> STATED PROBLEM 1
In the dating-on-a-budget thread, why does the original poster not want to go hiking on a first date?
> STATED PROBLEM 2
List every date idea suggested in the reply of the dating-on-a-budget thread that begins "How about find low-cost or free music concerts."
> STATED PROBLEM 3
Extend the dating-on-a-budget thread by writing the next reply.

> SUPPLIED TEXT
╭──
Double challenge - Dating while on a diet AND on a budget?
As I (gingerly) lower myself into the shark-infested waters of the 20s and up dating pool, I find myself at a bit of a loss of ideas for first dates.
In college, there was no dating to be seen. The most you would ever get would be meeting up at the dining hall, or maybe a free movie screening on campus. However, having outgrown and graduated from that, I'm moving into the perilous world of being young, single, and kind of bored.
There are tons of great restaurants in my town, but on a grad student budget those things add up quickly. Plus, I find it awkward to get to know somebody around mouthfuls of pizza. Additionally, dates like meeting at Starbucks or an ice cream shop can quickly undermine all the hard work you've put in for that day.
So what's a girl to do? As much as I love hiking, I would rather not spend my first date sweaty, sunburned, and squinting. Walking around is nice in the summer, but there's only so much of that you can do.
How can I break the dinner/ice cream mentality?
I don't really see anything wrong with going for a hike on a first date. Then again I am weird.
Anyway you can always suggest the restaurant, and isn't it usually a guy who picks up the tab?
Then again if they are also a graduate student, like me, then they are also broke. lol. Which brings me back to my first point.
UD
How about find low-cost or free music concerts in your area? Those can be great places to get to know someone, and they are usually in pretty/romantic areas like parks. Plus, since there is a performance, you'll have something to talk about!
Or else, something low-cost but fun and memorable. How do you feel about bowling? It can actually be a great first or second date!
Street fairs? Farmer's markets? Are there any free museums in your area? The possibilities are endless, just get creative!
╰──
> DATASET EXTRACT
╭──
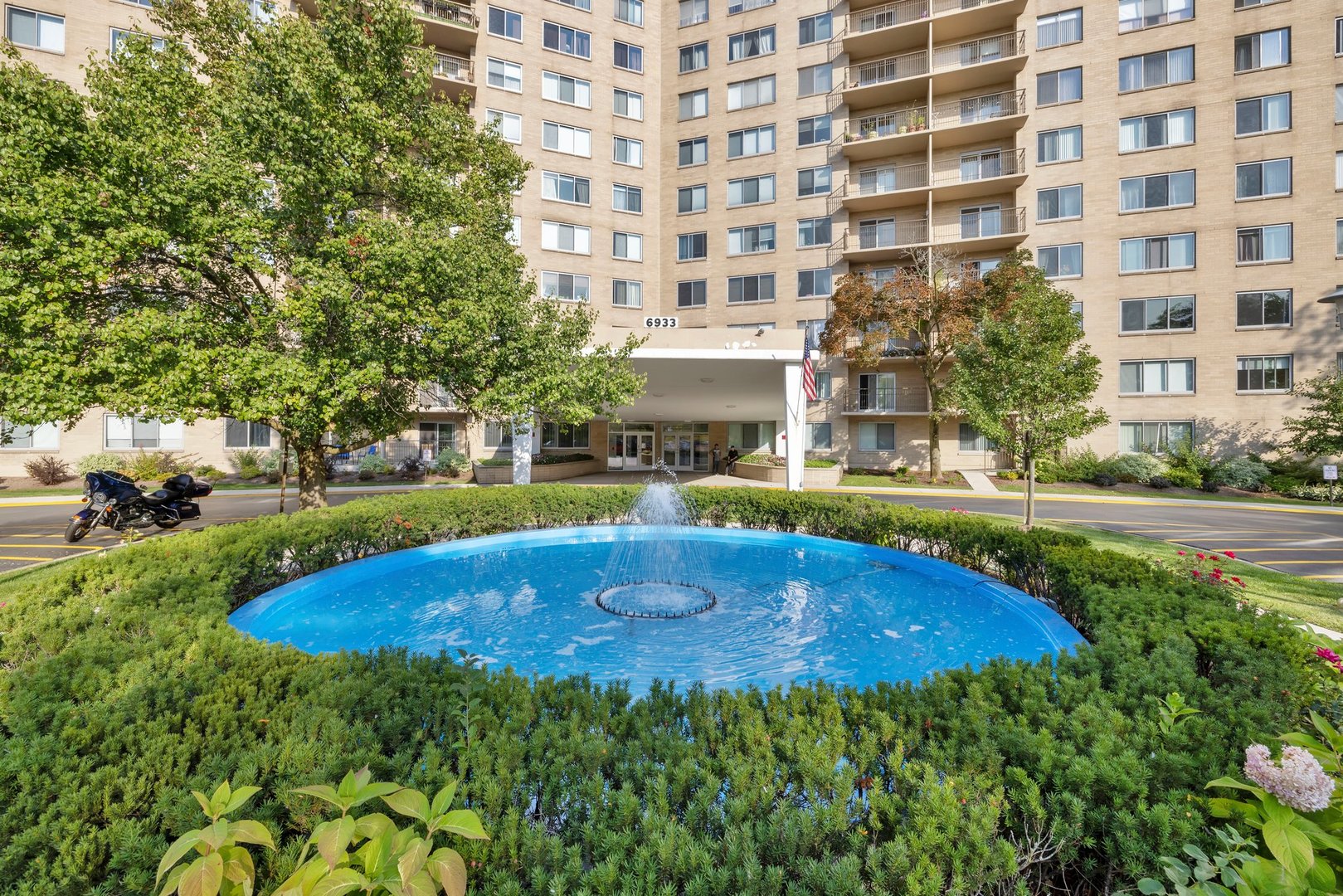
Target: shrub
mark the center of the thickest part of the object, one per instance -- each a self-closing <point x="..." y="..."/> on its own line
<point x="46" y="469"/>
<point x="101" y="461"/>
<point x="916" y="789"/>
<point x="1134" y="468"/>
<point x="1240" y="473"/>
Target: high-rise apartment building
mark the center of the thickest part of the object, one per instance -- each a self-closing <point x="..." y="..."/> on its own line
<point x="713" y="164"/>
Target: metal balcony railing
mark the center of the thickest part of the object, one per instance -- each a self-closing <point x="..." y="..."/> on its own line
<point x="449" y="12"/>
<point x="900" y="399"/>
<point x="985" y="165"/>
<point x="972" y="52"/>
<point x="980" y="225"/>
<point x="453" y="67"/>
<point x="983" y="108"/>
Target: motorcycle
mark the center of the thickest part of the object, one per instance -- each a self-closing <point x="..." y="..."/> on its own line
<point x="117" y="503"/>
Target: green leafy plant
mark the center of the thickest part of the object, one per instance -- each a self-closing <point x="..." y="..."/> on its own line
<point x="371" y="855"/>
<point x="223" y="865"/>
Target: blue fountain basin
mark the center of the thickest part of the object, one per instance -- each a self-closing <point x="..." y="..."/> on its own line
<point x="789" y="607"/>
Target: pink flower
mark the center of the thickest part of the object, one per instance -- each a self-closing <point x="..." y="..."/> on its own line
<point x="1299" y="782"/>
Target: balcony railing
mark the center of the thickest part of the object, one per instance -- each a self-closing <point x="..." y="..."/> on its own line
<point x="972" y="52"/>
<point x="900" y="399"/>
<point x="982" y="225"/>
<point x="449" y="12"/>
<point x="976" y="109"/>
<point x="950" y="173"/>
<point x="453" y="67"/>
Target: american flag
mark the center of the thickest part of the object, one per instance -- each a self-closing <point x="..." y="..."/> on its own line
<point x="809" y="371"/>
╰──
> TASK ANSWER 1
She would rather not spend her first date sweaty, sunburned, and squinting.

> TASK ANSWER 2
- Low-cost or free music concerts
- Bowling
- Street fairs
- Farmer's markets
- Free museums

> TASK ANSWER 3
Welcome to the wonderful world of awkward conversations and strange people with even stranger quirks! (You do get some fantastic stories though!)
Over the past year, I definitely had my fair share of first dates. I've actually found coffee shops to be the perfect low-pressure spot. They're:
casual - no heels and comfy clothes (yay!)
relaxed - weird date = out fast, awesome date = 4 hours at the same table without feeling guilty for taking up a waiter's table
and
cheap- no one feels bad if they end up not interested
The key to not blowing your day is all in the choices. What are you ordering? I usually get either a black coffee or herbal tea, sometimes a small non-fat latte if I'm feeling crazy and could use the calcium
. None of these will counteract your hard work...as long as you can get over paying $2 for a drink that would cost you $0.10 at home ![]()
What about museums? Waterfronts/piers? Local festivals/fairs? There are lots of interesting things to do in most areas that are cheap if not free.
I'm in the same boat. In fact I find myself so disinterested in standard date activities and so terrified of eating in front of strangers (or worried about blowing my diet), that I turn down pretty much everyone who asks me out.
That's not so bad because my cats are better company than 99.999999999% of the people I've met anyway. But it still kind of blows.
Awesome first dates that I actually enjoyed:
- Going to the library to learn stuff together (nerdy, I know, but I love that sort of thing).
- Exploring the coves of my favorite beach at 2am (haunting, creepy, and beautiful, especially when the algae is phosphorescent and makes the shore glow)
- Arcade (very casual, fairly cheap, and you can distract yourself with games if the conversation lulls, or flirt by taunting him)
- Museums (student discounts, a variety of exibits to choose from)
- Dog park or dog beach (assuming you both have dogs)
- Forgetting my diet and going to a fancy restaurant (The trick is letting him pay, hahaha)
movies in the park (if they have that in your area)
open mic nights at local coffee shops (they have a pretty groovy one on wednesday nights near me)
a movie theater in general to see a move (although that can cost you upwards of $10 these days
..unless there's a discount theater near you that offers older movies or something..?)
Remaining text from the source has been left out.